TASK A: According to the post on SOE bonuses, about how many NZ Post workers are eligible for the Business Unit Improvement Programme?
TASK B: Using the reasoning in the post on SOE bonuses, explain how the author arrives at the claim that $13 million of NZ Post's bonuses went to upper management.
TASK C: Carry on the post on SOE bonuses, starting after its final sentence.
━━━ SOURCE EXCERPT ━━━
Friday, March 27, 2009

More on SOE bonuses

This morning I posted about TV3's story on bonus payments at SOEs, suggesting that we might need a bit more information than TV3 has given us before leaping to judgement, and that there is a world of difference between rank and file employees receiving a small fraction of their salary in performance pay, and banker-style executive theft. Fortunately, some more information has since come to light. Two of the worst offenders - NZ Post and Solid Energy - in fact have performance pay for ordinary workers written into their collective contracts. So, some of the bonuses they pay out comes directly from delivering more letters or digging more coal, and goes to ordinary workers rather than fatcat management.

How much? According to a source, about 7,000 workers at NZ Post are eligible for the Business Unit Improvement Programme, receiving a maximum of $1,000 each a year (which is on the order of 3 - 4% of their base salary - not excessive at all). Doing the maths, that adds up to $7 million. But NZ Post paid out $20 million in bonuses. So where did the other $13 million go? Upper management - and tilted heavily towards the top.
━━━ COLLECTED DATA ━━━
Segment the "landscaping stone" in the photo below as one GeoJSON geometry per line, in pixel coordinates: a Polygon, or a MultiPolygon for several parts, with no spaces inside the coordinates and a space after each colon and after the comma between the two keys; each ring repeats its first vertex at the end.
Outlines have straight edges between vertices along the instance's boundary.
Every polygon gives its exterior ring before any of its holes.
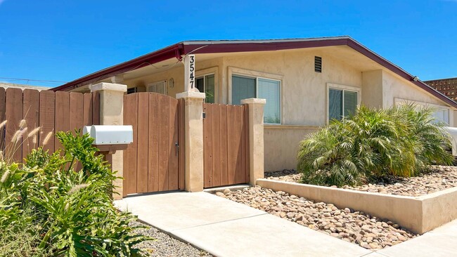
━━━
WRITTEN RESPONSE A: About 7,000 workers.

WRITTEN RESPONSE B: About 7,000 eligible workers can each receive at most $1,000 a year under the Business Unit Improvement Programme, which adds up to $7 million. NZ Post paid out $20 million in bonuses, so the author concludes that the remaining $13 million went to upper management.

WRITTEN RESPONSE C:
Here's the kicker: in 2008, NZ Post reported an annual profit of $110.2 million, but passed on only $23.5 million in dividends to the government. So, their management thinks it is worth more than 50% of the amount it gives to us, its shareholders. This year their results are worse - the second half of 2008 saw flat profits and the half-year dividend cut to $6.9 million. As the bonus figures are likely to be calendar rather than financial years, this means that its management thought they were worth as much money as they gave to us, despite a truly terrible performance.

Executive bonuses are "justified" on the basis of performance. If management does well and makes more money for shareholders, they should be rewarded. But what we are seeing here is a management which takes a substantial fraction of its "improved performance" for itself, and then rewards itself for failure.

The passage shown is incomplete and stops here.